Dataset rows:

[Begin]

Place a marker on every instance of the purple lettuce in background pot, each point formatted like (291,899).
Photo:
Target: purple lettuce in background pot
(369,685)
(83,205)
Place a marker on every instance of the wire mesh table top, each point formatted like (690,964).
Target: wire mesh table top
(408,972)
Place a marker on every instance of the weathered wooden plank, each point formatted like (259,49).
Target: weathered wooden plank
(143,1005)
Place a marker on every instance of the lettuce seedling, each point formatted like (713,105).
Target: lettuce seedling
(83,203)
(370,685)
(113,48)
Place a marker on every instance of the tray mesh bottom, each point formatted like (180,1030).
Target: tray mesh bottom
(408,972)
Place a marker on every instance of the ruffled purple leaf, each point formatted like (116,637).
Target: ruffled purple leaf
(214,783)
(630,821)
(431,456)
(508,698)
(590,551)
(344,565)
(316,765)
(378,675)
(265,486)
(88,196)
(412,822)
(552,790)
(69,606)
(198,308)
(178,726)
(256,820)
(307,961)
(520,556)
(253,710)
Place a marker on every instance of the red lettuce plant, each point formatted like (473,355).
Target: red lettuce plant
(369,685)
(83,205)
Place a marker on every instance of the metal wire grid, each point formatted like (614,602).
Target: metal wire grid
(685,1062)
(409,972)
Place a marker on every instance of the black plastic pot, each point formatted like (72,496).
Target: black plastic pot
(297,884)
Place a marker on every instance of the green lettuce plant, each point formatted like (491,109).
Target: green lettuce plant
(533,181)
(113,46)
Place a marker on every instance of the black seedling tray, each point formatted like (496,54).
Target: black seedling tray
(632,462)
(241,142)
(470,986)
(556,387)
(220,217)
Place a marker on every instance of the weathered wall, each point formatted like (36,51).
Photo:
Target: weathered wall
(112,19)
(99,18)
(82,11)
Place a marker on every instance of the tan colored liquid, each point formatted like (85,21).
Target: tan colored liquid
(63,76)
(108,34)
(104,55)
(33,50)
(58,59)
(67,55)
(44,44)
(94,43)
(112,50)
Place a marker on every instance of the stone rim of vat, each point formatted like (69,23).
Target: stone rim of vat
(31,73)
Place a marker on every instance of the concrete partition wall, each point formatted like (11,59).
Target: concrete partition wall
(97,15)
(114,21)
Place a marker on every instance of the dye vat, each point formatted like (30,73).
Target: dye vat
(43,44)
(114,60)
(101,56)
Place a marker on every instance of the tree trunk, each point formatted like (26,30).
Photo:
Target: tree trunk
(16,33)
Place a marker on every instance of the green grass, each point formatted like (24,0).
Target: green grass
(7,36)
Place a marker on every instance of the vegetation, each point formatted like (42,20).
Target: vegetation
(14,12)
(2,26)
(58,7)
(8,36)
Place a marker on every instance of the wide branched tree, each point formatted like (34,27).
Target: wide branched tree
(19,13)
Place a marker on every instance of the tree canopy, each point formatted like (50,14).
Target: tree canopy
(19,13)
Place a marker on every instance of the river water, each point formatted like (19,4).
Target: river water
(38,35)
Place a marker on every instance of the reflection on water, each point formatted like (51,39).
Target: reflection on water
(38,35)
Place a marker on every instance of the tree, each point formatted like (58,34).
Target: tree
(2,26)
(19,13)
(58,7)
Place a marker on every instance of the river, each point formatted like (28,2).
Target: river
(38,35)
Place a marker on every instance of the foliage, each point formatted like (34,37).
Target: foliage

[End]

CHALLENGE :: Rewrite every line of the material from the line containing "Place a marker on every instance of the green grass, each" through the end of the material, keeping the requests and their sample points unchanged. Multiply each coordinate in the answer points by 2.55 and round it to a whole number, with halves rounded up.

TASK RESPONSE ::
Place a marker on every instance of the green grass, each point formatted like (24,0).
Target: green grass
(18,92)
Place a marker on every instance of the vegetation, each point formatted like (42,20).
Target: vegetation
(36,31)
(5,66)
(148,18)
(20,92)
Place a marker on every instance of the wide branched tree, each point formatted like (34,27).
Target: wide branched tree
(48,33)
Place a marker on every instance of the tree canopy, each point formatted like (50,14).
Target: tree canopy
(48,33)
Place a marker on every instance of the river water, each point formatted like (19,4).
Target: river water
(97,89)
Place a marker on every instance of the reflection on water, each point formatted like (51,39).
Target: reflection on water
(97,89)
Place a marker on every instance of the tree, each point formatted like (58,34).
Target: tree
(5,66)
(48,33)
(148,18)
Place a marker on every instance of the river, each point formatted like (28,2).
Target: river
(97,89)
Place a marker on every instance of the foliage, each point formatted like (34,37).
Target: foliage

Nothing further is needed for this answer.